*** Input material ***
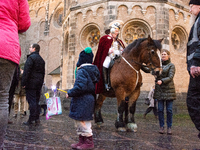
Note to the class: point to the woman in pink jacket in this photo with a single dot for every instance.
(14, 19)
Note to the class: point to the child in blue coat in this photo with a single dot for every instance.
(83, 100)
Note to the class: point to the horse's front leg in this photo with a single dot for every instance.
(97, 113)
(131, 125)
(119, 123)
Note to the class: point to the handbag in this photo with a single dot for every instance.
(54, 106)
(147, 101)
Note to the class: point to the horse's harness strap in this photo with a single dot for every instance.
(133, 69)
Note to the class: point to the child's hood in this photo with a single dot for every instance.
(93, 71)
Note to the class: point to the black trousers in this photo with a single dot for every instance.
(33, 97)
(149, 109)
(193, 100)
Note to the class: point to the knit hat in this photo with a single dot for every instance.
(86, 56)
(194, 2)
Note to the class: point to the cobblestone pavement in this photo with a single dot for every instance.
(58, 133)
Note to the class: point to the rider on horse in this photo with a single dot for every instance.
(110, 47)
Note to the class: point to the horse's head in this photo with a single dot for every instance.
(150, 55)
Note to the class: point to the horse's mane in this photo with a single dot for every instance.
(158, 44)
(136, 43)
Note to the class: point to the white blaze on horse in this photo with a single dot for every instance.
(126, 80)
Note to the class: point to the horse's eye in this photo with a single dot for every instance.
(152, 52)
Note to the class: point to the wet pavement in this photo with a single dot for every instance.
(58, 133)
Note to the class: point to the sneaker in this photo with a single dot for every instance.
(37, 121)
(169, 131)
(9, 121)
(161, 130)
(15, 116)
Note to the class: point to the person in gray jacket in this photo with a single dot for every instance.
(165, 91)
(193, 66)
(43, 101)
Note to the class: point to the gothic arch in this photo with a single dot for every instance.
(41, 9)
(54, 10)
(134, 29)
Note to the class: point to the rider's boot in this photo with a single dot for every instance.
(106, 80)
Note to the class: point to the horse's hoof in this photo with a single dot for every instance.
(99, 124)
(132, 127)
(121, 129)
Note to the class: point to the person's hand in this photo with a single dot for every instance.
(111, 51)
(159, 82)
(194, 71)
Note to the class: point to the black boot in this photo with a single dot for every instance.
(106, 80)
(28, 123)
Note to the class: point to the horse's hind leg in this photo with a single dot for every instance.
(131, 125)
(120, 124)
(97, 113)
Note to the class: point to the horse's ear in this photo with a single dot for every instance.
(150, 41)
(160, 40)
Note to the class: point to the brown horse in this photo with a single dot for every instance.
(126, 80)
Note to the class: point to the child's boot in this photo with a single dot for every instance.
(81, 139)
(87, 144)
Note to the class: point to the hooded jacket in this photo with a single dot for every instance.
(82, 102)
(193, 45)
(14, 19)
(166, 91)
(34, 71)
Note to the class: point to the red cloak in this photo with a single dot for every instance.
(103, 48)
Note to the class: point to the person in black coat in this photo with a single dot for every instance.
(32, 81)
(193, 66)
(13, 86)
(83, 100)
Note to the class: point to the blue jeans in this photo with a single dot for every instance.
(169, 104)
(7, 69)
(33, 97)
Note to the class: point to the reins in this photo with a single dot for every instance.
(133, 69)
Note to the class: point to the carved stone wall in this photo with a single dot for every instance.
(64, 28)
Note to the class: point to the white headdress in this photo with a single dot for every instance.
(115, 25)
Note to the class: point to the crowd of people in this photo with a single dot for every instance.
(26, 83)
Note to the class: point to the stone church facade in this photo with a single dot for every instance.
(63, 28)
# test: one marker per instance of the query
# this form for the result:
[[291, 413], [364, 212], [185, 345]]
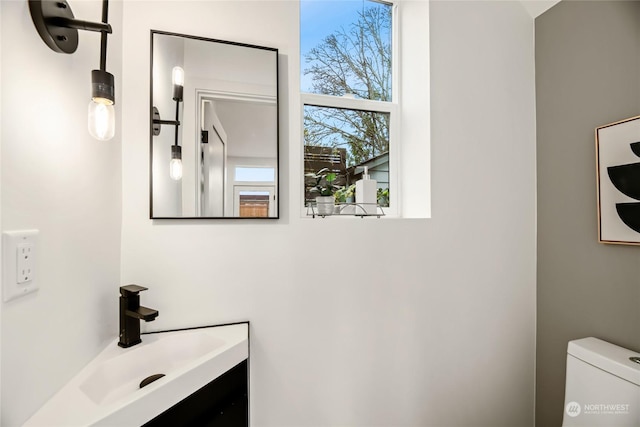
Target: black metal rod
[[79, 24], [177, 121], [103, 36], [166, 122]]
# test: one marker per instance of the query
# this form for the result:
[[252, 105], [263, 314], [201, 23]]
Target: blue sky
[[318, 19]]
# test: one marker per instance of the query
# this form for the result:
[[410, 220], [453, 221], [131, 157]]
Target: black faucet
[[130, 314]]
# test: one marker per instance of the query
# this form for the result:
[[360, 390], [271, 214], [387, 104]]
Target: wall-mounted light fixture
[[58, 28], [175, 165]]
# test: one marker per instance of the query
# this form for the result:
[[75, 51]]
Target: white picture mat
[[613, 149]]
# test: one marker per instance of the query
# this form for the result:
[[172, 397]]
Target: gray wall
[[587, 75]]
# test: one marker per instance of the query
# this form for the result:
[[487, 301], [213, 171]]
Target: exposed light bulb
[[102, 114], [102, 119], [175, 165], [177, 75]]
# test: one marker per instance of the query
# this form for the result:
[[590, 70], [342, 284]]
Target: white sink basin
[[107, 391]]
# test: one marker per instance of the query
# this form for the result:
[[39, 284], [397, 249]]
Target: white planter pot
[[325, 204]]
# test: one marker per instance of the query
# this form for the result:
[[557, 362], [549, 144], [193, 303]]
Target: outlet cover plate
[[19, 253]]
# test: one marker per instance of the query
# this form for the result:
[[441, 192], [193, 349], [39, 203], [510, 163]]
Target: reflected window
[[255, 174], [254, 204]]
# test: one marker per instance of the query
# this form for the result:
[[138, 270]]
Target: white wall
[[56, 178], [439, 334]]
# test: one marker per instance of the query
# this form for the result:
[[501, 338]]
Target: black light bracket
[[57, 26], [157, 122]]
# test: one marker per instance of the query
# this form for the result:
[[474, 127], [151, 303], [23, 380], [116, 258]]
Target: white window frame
[[350, 103]]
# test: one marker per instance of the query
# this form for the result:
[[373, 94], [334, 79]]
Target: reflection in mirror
[[214, 128]]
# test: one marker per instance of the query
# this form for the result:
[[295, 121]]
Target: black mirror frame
[[151, 126]]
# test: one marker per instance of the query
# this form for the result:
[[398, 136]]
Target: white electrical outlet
[[19, 250]]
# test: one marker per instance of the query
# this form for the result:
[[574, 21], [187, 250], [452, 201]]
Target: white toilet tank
[[602, 385]]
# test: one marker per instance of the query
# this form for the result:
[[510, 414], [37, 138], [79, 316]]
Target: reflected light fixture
[[175, 165], [58, 28]]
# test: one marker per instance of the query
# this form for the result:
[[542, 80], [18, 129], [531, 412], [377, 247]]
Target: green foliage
[[383, 197], [345, 193], [358, 62], [324, 182]]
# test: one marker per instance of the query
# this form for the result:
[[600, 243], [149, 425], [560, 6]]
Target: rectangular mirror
[[214, 128]]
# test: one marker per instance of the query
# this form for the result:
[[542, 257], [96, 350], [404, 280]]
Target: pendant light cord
[[103, 36]]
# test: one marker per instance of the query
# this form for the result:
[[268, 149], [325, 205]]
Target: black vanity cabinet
[[224, 402]]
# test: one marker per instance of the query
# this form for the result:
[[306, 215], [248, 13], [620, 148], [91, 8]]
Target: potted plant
[[325, 189]]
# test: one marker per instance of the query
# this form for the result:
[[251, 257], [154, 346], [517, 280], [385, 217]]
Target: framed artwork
[[618, 172]]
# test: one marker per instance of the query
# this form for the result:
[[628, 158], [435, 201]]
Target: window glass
[[345, 141], [346, 85], [255, 174], [346, 48]]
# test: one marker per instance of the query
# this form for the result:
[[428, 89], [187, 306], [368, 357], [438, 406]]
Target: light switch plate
[[19, 263]]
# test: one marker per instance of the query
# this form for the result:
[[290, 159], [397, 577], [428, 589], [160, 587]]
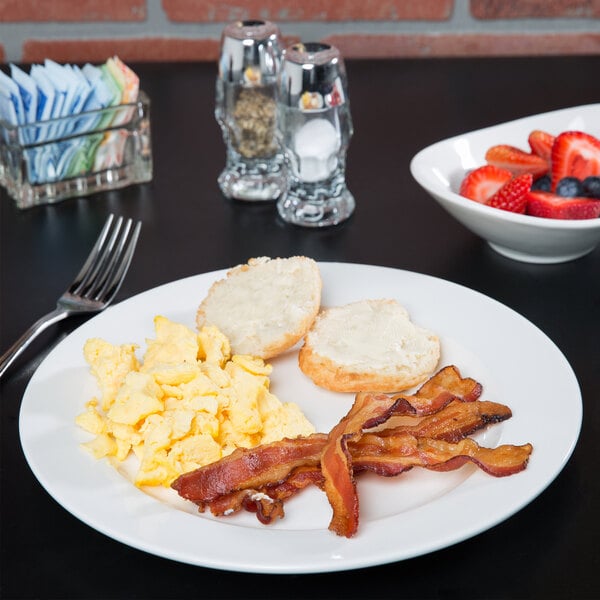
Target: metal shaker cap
[[313, 77], [250, 52]]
*** End of Input material ***
- **Brief**: Begin at the line above that has "[[510, 414], [37, 138], [79, 316]]" and stop after the line that has "[[542, 80], [18, 129], [531, 412], [377, 247]]", copying each line exactly and adding nothing else.

- **Task response**:
[[510, 414], [37, 138], [79, 316]]
Target: reflected light fixture
[[175, 165], [58, 28]]
# test: one marker per instance of the query
# this form for the result:
[[542, 80], [18, 129], [531, 412], [377, 247]]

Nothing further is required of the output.